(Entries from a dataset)
- - -
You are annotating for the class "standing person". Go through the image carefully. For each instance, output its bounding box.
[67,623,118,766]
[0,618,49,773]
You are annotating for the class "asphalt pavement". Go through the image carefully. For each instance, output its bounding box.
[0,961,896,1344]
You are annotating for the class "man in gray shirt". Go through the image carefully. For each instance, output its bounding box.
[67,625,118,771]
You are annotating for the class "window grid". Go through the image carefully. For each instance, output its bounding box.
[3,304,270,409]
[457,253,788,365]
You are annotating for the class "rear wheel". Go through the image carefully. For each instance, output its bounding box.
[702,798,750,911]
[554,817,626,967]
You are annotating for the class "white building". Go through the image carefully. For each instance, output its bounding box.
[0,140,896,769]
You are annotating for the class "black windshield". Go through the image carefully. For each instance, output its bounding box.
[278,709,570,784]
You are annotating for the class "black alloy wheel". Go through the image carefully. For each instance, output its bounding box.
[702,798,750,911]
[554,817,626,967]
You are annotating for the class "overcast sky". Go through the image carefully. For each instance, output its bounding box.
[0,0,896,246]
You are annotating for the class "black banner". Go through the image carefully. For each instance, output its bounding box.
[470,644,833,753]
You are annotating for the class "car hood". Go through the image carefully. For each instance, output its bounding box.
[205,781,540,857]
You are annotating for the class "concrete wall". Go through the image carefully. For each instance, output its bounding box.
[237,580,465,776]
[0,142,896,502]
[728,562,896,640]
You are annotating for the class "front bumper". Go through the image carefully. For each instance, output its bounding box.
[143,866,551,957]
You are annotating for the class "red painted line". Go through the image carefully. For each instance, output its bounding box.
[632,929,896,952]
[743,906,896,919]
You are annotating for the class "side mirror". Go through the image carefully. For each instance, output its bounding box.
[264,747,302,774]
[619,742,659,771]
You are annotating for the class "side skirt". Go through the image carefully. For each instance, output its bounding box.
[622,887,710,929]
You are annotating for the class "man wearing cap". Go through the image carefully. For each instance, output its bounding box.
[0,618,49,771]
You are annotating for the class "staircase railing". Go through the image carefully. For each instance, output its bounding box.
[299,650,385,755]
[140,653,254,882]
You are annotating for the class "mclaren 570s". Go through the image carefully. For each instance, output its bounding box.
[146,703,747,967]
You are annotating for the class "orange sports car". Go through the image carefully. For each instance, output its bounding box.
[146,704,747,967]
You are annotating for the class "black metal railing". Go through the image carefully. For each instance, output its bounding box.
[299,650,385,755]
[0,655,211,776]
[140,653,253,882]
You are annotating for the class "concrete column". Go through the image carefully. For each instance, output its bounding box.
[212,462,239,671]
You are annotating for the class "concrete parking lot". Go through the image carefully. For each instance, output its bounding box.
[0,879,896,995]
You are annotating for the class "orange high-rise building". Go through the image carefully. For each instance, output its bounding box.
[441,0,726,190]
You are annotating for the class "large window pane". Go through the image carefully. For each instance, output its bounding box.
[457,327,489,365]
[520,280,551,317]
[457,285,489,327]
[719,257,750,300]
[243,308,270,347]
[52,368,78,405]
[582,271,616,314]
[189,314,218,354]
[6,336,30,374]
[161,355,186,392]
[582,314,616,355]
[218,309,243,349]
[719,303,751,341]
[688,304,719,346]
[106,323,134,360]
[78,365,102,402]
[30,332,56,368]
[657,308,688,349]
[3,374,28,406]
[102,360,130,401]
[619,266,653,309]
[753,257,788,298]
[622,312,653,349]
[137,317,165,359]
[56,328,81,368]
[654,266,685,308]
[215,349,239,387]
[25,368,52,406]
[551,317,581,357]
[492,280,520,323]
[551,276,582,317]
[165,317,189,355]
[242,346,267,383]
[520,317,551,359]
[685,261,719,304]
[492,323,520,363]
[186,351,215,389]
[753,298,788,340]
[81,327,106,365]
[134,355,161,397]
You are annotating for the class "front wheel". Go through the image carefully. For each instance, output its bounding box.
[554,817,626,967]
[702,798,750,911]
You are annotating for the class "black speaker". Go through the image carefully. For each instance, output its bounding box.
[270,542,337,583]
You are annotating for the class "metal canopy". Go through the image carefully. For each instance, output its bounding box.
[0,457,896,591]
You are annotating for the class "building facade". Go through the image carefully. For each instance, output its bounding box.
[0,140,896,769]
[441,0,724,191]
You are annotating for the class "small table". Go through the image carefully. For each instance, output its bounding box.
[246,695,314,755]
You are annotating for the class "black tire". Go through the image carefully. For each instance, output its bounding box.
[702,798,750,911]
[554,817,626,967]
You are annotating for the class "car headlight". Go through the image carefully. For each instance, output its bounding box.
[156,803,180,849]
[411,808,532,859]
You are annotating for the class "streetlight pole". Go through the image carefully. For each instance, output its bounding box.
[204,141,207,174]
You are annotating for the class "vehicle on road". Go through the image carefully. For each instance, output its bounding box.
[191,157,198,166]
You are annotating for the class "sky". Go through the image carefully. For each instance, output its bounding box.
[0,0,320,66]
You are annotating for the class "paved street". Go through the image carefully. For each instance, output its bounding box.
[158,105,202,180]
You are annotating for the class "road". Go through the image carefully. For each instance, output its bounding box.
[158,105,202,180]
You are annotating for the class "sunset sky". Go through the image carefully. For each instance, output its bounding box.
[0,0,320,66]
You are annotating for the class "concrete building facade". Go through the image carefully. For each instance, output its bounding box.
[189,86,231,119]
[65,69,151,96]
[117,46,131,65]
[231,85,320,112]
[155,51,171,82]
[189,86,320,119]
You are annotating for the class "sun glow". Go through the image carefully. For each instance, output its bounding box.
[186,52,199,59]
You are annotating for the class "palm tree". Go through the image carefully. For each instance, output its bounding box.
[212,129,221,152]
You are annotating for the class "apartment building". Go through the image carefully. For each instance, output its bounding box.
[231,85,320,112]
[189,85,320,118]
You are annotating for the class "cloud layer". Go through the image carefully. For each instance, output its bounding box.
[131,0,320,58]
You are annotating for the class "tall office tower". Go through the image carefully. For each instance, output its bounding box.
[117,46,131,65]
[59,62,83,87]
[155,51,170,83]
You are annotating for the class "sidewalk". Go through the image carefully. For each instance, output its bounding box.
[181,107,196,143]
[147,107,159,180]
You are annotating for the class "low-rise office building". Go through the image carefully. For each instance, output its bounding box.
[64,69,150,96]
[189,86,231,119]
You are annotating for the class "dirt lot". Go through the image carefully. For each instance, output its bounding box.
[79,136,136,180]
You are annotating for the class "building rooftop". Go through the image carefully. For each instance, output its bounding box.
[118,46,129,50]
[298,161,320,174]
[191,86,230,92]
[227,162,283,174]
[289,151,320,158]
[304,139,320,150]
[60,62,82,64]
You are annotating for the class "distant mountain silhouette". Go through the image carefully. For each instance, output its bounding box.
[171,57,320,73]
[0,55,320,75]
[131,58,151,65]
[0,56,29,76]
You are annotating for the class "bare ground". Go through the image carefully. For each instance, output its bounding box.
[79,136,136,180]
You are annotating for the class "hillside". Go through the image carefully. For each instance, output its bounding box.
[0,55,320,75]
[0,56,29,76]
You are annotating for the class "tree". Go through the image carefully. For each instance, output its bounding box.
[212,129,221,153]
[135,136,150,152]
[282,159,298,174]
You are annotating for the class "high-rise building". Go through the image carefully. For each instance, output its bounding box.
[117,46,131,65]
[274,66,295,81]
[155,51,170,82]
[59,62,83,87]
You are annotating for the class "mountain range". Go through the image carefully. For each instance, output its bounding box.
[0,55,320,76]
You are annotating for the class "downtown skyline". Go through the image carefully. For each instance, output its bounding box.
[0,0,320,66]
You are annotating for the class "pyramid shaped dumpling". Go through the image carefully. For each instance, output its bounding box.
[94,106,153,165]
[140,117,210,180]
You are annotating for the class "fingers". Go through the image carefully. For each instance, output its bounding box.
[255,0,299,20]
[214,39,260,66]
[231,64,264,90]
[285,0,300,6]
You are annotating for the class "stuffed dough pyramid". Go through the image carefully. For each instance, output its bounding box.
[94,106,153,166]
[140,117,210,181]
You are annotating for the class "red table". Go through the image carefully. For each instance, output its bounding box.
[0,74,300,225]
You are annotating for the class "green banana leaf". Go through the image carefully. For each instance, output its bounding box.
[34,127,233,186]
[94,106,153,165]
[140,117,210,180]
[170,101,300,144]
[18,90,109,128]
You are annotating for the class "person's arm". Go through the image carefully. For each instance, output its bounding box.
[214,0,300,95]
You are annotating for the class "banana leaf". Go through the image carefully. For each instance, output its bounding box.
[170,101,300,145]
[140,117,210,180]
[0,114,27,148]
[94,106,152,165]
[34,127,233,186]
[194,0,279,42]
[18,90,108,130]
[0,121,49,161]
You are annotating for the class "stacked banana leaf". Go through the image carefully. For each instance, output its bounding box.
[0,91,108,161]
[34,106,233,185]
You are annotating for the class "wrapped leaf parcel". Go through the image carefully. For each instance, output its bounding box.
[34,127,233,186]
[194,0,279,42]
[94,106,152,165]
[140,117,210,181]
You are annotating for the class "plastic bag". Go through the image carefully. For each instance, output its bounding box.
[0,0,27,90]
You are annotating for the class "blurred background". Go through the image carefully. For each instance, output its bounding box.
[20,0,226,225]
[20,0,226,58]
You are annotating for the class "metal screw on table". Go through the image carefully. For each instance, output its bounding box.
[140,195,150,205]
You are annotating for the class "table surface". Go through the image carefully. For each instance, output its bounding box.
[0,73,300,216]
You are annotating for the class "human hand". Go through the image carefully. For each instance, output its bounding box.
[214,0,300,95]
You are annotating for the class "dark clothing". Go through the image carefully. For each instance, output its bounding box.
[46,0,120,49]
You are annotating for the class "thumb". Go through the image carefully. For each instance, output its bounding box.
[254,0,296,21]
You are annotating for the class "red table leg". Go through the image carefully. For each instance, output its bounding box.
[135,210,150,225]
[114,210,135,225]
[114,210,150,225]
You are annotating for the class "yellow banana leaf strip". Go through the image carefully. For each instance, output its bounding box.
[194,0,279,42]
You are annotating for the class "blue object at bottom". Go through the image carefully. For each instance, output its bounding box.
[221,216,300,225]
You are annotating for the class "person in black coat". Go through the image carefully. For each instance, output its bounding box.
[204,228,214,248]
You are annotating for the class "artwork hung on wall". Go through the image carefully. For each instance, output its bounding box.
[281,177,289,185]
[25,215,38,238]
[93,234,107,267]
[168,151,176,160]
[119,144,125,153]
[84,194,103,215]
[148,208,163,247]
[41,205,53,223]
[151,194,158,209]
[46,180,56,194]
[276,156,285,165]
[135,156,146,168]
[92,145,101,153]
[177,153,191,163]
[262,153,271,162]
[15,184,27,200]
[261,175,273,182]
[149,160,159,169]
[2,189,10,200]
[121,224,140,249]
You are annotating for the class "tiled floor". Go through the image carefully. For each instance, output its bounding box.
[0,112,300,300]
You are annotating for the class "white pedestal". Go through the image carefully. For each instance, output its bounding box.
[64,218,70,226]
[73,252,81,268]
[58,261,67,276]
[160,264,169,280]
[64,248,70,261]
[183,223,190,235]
- - -
## Task instructions
Return every line of the entries above that contains the word "orange", treating uppercase and lowercase letters as distinct.

## The answer
You are annotating for the class "orange sports car". Go through the image carefully. For each instance, output its bounding box.
You are annotating for the class "orange high-rise building". Go through the image carefully. For each instance, output its bounding box.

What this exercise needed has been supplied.